DATA PROVIDED:
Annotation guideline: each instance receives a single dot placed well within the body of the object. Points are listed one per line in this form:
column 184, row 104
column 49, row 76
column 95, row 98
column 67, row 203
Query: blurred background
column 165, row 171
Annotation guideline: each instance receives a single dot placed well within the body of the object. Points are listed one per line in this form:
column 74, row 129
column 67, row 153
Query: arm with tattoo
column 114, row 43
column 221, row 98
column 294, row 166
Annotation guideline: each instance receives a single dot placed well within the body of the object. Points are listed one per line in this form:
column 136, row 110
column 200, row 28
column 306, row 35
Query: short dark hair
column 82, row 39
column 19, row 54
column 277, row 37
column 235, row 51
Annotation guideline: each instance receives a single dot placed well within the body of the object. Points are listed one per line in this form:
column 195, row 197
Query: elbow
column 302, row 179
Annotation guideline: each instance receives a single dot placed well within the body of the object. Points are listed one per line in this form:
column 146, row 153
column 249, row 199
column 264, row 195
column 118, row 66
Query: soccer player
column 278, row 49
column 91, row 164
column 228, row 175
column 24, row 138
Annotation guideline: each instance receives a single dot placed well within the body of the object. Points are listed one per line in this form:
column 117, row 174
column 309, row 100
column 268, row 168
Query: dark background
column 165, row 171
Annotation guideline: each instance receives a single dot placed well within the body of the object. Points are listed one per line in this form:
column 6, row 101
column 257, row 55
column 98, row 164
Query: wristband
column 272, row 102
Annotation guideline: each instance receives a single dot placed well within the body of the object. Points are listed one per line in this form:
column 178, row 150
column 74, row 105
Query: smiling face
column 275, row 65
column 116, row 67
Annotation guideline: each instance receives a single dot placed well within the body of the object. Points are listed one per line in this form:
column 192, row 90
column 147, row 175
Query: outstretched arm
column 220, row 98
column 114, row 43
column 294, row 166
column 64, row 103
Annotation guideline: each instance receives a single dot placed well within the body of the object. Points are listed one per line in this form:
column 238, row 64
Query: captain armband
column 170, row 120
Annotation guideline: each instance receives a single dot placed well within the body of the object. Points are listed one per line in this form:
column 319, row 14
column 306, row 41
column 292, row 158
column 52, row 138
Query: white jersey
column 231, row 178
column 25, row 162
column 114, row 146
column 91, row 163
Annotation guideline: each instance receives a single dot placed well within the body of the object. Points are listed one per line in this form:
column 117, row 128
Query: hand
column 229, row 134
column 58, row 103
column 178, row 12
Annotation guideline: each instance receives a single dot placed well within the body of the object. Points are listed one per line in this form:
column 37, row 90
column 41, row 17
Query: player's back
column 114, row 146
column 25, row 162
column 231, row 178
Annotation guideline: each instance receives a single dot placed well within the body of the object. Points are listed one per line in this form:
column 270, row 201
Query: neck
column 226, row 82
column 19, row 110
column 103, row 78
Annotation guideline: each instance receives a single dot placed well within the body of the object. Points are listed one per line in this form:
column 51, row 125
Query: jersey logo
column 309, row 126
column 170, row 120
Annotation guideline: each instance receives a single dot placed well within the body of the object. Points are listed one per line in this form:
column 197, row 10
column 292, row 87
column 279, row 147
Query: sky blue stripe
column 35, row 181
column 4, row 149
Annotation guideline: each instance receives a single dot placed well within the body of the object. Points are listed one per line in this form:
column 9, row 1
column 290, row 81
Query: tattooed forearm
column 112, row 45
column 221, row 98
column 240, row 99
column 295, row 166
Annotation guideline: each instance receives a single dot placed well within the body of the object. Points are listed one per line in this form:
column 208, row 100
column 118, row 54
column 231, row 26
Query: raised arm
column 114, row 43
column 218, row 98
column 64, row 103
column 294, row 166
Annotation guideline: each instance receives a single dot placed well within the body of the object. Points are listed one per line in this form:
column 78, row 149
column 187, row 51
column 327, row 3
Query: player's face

EXERCISE AIM:
Give back every line from the beginning of the records through the line holding "column 306, row 35", exactly as it reads, and leave out the rest.

RESPONSE FOR THIS EXERCISE:
Annotation guideline: each instance receives a single dot placed well within the body of the object. Points are listed one per line in this form:
column 184, row 104
column 49, row 76
column 95, row 98
column 67, row 203
Query: blurred background
column 165, row 171
Annotation guideline: each instance receives a single dot placed well within the body of the object. Points are listed one per line in this form:
column 74, row 129
column 67, row 153
Query: arm with tattoo
column 114, row 43
column 221, row 98
column 294, row 166
Annotation guideline: each instance receives a single dot placed well within the body of the object. Points are listed one per line in this form:
column 136, row 110
column 200, row 28
column 306, row 35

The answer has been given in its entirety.